== Trecho do documento ==
Já a restrição calórica é um padrão alimentar que consiste na redução das calorias em torno de 30 %, mas mantendo uma alimentação balanceada. Estudos com vários modelos, incluindo leveduras, vermes, insetos, camundongos e macacos, mostraram que a restrição calórica melhora a saúde do organismo, além de aumentar o tempo de vida dos animais. Isso mesmo; os animais vivem por mais tempo e são mais saudáveis. De alguma forma, a restrição calórica atrasa o envelhecimento (TAORMINA; MIRISOLA, 2014). A hipótese atual indica que a redução do consumo de calorias causa uma mudança do metabolismo, aumentando a quebra de gorduras e a proteção das células contra danos, o que frearia o envelhecimento.

Mas isso funciona na gente? Ainda existem poucos estudos controlados sobre jejum intermitente e restrição calórica em humanos. Porém eles indicam que essas intervenções alimentares podem reduz o peso, o risco de doenças do coração e diabetes, e os níveis de triglicerídeos, glicose e colesterol no sangue, além de proteger o cérebro contra doenças senis associadas ao envelhecimento, como Alzheimer e Parkinson (BARNOSKY et al., 2014; DOLINSKY; DYCK, 2011; HORNE; MUHLESTEIN; ANDERSON, 2015; MARTIN; MATTSON; MAUDSLEY, 2006; ROTHSCHILD et al., 2014). Medir longevidade em humanos é difícil porque o experimento é longo, mas existem indícios de que as pessoas possam viver mais devido a sua melhor saúde. Porém, todos os grupos de pesquisa reconhecem que os resultados ainda são esparsos e que mais estudos são necessários para a obtenção de conclusões sólidas e para o início da recomendação clínica.

Algumas pessoas (e pesquisadores) adeptas de teorias de conspiração clamam que esses resultados são ignorados e escondidos pela indústria farmacêutica, que acabaria por perder muitos pacientes, já que eles se curariam sem os remédios vendidos. Eu discordo. A indústria farmacêutica tem diversos grupos trabalhando nesses assuntos, mas não para estudar qual é a melhor forma de fazer essas dietas, e sim entender como elas modificam o metabolismo do organismo. Sabendo como isso funciona, ela vai poder desenvolver novos compostos que “enganem” o organismo, o fazendo pensar que está sobre restrição calórica ou jejum intermitente. E as farmácias vão vender, e muito, esse novo remédio. O que vocês acham que as pessoas preferem? Pular o café-da-manha, ficar dois dias da semana comendo cinco vezes menos, ou continuar comendo qualquer coisa e tomar um comprimido antes de dormir?

Referências

AZEVEDO, F. R. DE; IKEOKA, D.; CARAMELLI, B. Effects of intermittent fasting on metabolism in men. Revista da Associação Médica Brasileira (1992), v. 59, n. 2, p. 167–173, 2013.

== Tarefa 1 ==
De acordo com o trecho sobre restrição calórica, por que a indústria farmacêutica mantém grupos trabalhando nesses assuntos? Explique em uma a três frases.
== Tarefa 2 ==
Prossiga com o texto sobre restrição calórica a partir do ponto em que ele termina.

== Entradas fornecidas ==

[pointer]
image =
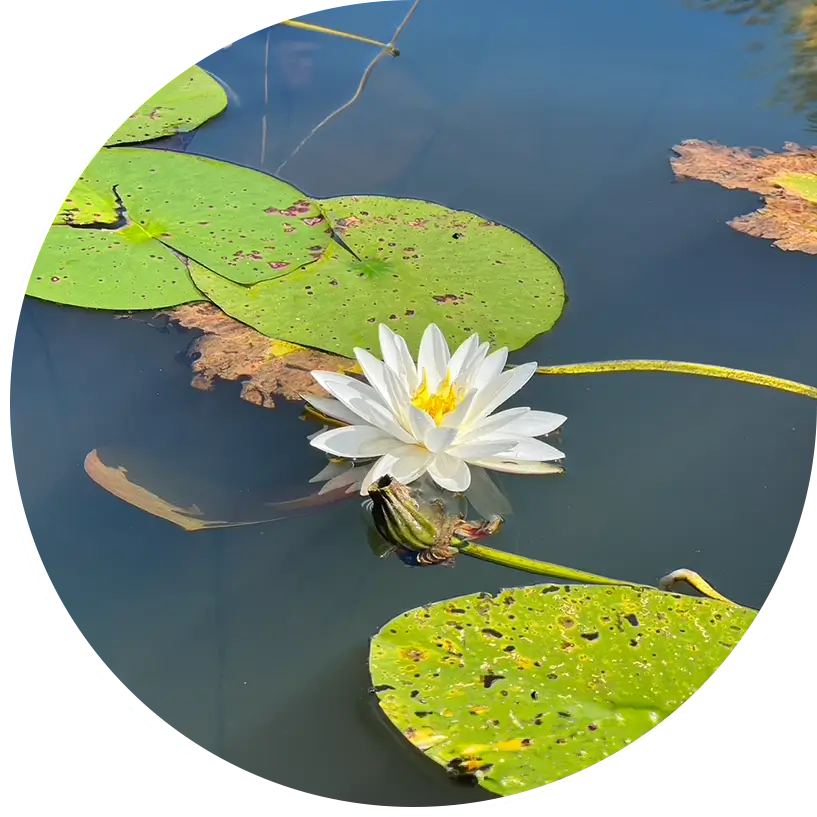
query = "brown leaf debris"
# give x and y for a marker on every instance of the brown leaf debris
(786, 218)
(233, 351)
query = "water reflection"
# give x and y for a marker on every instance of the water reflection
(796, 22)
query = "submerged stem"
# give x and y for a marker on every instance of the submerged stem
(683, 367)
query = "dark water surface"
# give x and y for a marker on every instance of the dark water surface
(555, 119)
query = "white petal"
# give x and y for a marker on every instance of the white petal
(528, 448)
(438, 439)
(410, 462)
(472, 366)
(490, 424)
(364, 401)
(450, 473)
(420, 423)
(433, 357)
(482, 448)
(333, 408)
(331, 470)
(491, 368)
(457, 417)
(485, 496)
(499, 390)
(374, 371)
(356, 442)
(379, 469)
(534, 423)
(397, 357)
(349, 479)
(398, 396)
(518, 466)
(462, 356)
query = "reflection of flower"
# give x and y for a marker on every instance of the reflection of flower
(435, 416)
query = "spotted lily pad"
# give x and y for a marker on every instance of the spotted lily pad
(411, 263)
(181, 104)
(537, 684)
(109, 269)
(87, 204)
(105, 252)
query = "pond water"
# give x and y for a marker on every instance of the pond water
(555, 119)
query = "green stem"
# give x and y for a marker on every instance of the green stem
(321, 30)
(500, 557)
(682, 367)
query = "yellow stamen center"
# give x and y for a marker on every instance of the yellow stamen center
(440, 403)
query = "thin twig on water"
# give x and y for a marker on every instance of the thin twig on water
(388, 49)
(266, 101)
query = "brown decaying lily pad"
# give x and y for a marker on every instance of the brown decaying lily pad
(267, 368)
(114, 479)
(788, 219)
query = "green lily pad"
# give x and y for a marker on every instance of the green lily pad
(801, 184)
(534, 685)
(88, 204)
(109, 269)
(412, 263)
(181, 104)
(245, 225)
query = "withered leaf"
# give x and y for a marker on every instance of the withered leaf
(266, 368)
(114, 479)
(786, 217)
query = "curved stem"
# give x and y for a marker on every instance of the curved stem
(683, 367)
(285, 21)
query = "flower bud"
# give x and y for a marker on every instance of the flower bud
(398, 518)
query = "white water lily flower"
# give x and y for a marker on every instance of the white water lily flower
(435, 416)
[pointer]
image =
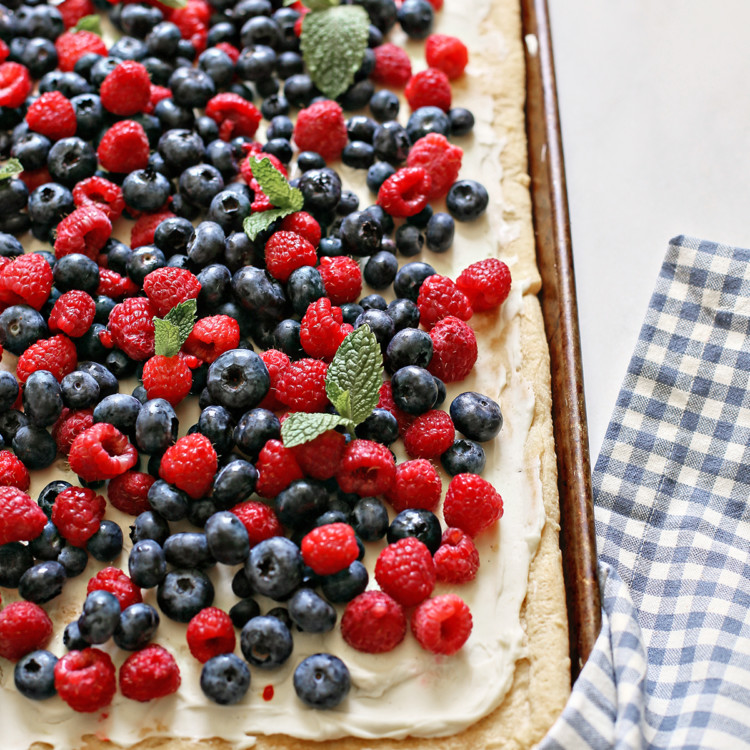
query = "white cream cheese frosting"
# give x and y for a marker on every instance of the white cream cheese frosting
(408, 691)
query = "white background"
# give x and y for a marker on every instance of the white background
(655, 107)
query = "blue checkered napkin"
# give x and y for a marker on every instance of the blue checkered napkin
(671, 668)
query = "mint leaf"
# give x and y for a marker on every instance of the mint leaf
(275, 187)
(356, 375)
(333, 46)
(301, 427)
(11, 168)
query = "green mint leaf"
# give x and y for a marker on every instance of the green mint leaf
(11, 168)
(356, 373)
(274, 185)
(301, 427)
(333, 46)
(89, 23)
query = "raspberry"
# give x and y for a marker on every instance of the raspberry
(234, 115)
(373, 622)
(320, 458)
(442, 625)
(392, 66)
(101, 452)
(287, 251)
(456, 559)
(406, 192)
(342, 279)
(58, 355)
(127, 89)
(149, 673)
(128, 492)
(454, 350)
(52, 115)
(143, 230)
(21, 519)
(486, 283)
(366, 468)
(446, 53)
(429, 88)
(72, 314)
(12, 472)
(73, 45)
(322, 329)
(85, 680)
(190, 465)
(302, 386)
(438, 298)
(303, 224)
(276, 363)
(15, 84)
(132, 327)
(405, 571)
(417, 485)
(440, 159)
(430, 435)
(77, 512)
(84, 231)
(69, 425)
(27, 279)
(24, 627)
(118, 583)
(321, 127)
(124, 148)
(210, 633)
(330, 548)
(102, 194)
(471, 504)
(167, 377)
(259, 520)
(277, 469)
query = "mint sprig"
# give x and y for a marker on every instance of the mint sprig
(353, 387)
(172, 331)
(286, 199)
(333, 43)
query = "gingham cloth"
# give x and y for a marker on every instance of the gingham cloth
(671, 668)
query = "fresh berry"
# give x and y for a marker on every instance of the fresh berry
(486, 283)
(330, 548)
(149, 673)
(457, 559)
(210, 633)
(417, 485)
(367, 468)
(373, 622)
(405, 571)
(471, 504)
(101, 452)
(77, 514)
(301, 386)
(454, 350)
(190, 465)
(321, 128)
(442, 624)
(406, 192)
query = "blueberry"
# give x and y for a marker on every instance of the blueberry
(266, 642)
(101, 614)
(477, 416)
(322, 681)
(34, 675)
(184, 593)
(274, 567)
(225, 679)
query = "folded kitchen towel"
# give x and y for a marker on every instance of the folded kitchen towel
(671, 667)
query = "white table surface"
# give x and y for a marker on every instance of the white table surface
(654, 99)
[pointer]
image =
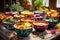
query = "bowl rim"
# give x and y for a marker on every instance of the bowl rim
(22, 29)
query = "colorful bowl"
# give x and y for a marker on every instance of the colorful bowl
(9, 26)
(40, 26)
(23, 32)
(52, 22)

...

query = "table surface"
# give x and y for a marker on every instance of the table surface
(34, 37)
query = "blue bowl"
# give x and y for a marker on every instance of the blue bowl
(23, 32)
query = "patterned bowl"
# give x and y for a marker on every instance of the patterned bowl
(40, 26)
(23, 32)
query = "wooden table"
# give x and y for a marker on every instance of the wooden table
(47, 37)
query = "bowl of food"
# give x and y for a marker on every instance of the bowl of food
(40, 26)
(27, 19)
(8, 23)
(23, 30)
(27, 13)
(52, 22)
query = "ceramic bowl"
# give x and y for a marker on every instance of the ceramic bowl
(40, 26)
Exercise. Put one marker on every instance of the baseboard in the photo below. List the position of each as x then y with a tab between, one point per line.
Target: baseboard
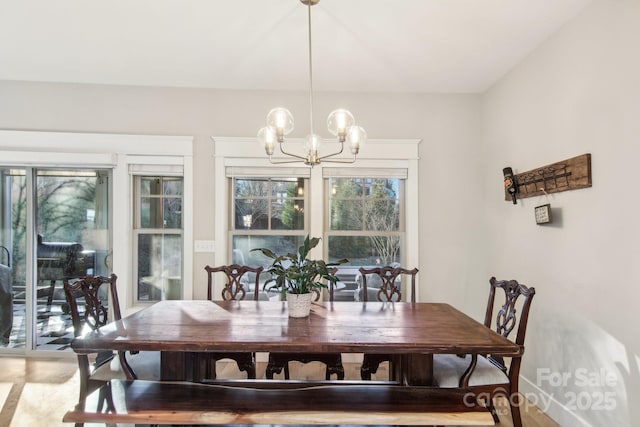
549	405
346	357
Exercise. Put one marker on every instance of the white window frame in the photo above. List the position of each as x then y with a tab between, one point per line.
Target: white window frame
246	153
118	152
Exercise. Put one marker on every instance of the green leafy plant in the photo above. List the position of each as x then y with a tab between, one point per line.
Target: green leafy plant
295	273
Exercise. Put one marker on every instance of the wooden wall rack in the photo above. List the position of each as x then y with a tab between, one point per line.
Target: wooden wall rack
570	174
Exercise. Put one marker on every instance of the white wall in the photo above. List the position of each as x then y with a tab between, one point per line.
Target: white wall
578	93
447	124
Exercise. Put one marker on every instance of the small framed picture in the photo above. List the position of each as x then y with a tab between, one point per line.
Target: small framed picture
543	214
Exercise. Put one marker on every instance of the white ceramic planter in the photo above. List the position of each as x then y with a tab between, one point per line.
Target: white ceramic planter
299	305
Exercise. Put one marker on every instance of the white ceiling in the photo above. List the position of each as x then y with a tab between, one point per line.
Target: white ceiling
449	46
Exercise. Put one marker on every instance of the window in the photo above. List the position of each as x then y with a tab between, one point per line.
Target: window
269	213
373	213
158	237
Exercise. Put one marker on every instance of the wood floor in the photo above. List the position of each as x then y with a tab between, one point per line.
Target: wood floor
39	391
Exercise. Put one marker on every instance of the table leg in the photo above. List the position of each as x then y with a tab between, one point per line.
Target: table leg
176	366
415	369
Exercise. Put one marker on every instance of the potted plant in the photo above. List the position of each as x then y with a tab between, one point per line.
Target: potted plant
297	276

== Resposta 1 ==
A indústria farmacêutica quer entender como essas dietas modificam o metabolismo do organismo, e não qual é a melhor forma de fazê-las. Sabendo como isso funciona, ela poderá desenvolver novos compostos que "enganem" o organismo, fazendo-o pensar que está sob restrição calórica ou jejum intermitente, e esse novo remédio será muito vendido nas farmácias.

== Resposta 2 ==
BARNOSKY, A. R. et al. Intermittent fasting vs daily calorie restriction for type 2 diabetes prevention: a review of human findings. Translational Research : The Journal of Laboratory and Clinical Medicine, v. 164, n. 4, p. 302–311, 2014.

DOLINSKY, V. W.; DYCK, J. R. B. Calorie restriction and resveratrol in cardiovascular health and disease. Biochimica et Biophysica Acta (BBA) - Molecular Basis of Disease, v. 1812, n. 11, p. 1477–1489, 2011.

GILL, S. et al. Time-restricted feeding attenuates age-related cardiac decline in Drosophila. Science, v. 347, n. 6227, p. 1265–1269, 2015.

HATORI, M. et al. Time-restricted feeding without reducing caloric intake prevents metabolic diseases in mice fed a high-fat diet. Cell metabolism, v. 15, n. 6, p. 848–860, 2012.

HORNE, B. D.; MUHLESTEIN, J. B.; ANDERSON, J. L. Health effects of intermittent fasting: hormesis or harm? A systematic review. The American Journal of Clinical Nutrition, v. 102, n. 2, p. 464–470, 2015.

MARTIN, B.; MATTSON, M. P.; MAUDSLEY, S. Caloric restriction and intermittent fasting: Two potential diets for successful brain aging. Ageing Research Reviews, v. 5, n. 3, p. 332–353, 2006.

MATTSON, M. P.; WAN, R. Beneficial effects of intermittent fasting and caloric restriction on the cardiovascular and cerebrovascular systems. Journal of Nutritional Biochemistry, v. 16, n. 3, p. 129–137, 2005.

ROTHSCHILD, J. et al. Time-restricted feeding and risk of metabolic disease: A review of human and animal studies. Nutrition Reviews, v. 72, n. 5, p. 308–318, 2014.

TAORMINA, G.; MIRISOLA, M. G. Calorie restriction in mammals and simple model organisms. BioMed Research International, v. 2014, p. 308690, 2014.